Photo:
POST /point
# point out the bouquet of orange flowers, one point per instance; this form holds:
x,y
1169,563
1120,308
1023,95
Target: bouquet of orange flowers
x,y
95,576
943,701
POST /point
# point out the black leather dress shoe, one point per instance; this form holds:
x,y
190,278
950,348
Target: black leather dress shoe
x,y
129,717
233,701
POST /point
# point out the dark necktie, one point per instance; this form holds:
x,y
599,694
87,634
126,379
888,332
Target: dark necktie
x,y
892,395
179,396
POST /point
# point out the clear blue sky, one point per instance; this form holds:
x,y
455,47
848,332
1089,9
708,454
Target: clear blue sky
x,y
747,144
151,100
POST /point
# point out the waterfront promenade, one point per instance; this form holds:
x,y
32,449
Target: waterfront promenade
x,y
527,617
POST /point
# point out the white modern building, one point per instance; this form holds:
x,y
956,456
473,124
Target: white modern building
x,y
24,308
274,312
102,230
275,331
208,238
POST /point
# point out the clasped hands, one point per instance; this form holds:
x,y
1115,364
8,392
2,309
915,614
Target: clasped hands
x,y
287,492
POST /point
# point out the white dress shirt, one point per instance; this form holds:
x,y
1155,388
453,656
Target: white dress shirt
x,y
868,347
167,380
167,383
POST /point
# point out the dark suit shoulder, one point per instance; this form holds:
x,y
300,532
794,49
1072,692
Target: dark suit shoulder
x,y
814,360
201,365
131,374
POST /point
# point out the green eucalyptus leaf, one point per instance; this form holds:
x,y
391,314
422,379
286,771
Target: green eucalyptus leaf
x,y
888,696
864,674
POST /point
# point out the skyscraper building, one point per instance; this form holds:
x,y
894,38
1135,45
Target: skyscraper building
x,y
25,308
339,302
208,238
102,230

********************

▸ **GIVEN TASK**:
Extract all of the data shown above and repeat it verbatim.

▸ **SOLUTION TO THIS EXERCISE**:
Photo:
POST /point
# point out the bouquet of orange flowers, one point per instance; this form holds:
x,y
1169,563
1120,308
1023,95
Target: bouquet of orange flowers
x,y
95,576
943,701
POST /point
# point out the black leather dress shoe, one point per instance; this form holds:
x,y
190,278
950,348
Target: black leather dress shoe
x,y
129,717
233,701
POST /point
# point out the dark necktie, one point per instance; this form holds:
x,y
599,694
87,634
126,379
888,332
Target: dark necktie
x,y
892,395
179,396
POST /point
# point out the clear blue sky, one point per instance; this form holds:
x,y
455,47
848,332
1089,9
708,454
Target: clear blue sky
x,y
747,144
151,100
POST /point
# point out the waterfront promenade, one point per instance; this form holds:
x,y
32,449
Target: waterfront promenade
x,y
527,617
POST /point
# point out the white modern building, one point per instance; this form holds:
x,y
956,456
473,124
Target: white modern building
x,y
24,308
274,312
102,230
275,331
208,238
POST /point
# point out the clasped hands, one point per instance; this form holds:
x,y
1115,364
8,392
2,309
915,614
Target: clasped hands
x,y
287,492
POST /point
# point out the white dress shirt, one point per instance; this form holds:
x,y
1155,388
453,656
Target: white dress shirt
x,y
868,347
167,380
167,383
POST /point
# point out the dark suit shoulder, one point per instance; this form holds:
x,y
300,532
794,49
1072,692
Target: dark suit shoulder
x,y
814,360
201,365
131,374
POST /point
# point out the green eucalyptus leaf, one point per instance; this form holds:
x,y
391,314
422,379
286,771
Target: green eucalyptus leaf
x,y
888,696
864,674
POST /point
# point out the skyscraper building, one point per instance; this form holds:
x,y
894,38
1135,45
Target: skyscraper building
x,y
25,308
339,302
208,238
102,230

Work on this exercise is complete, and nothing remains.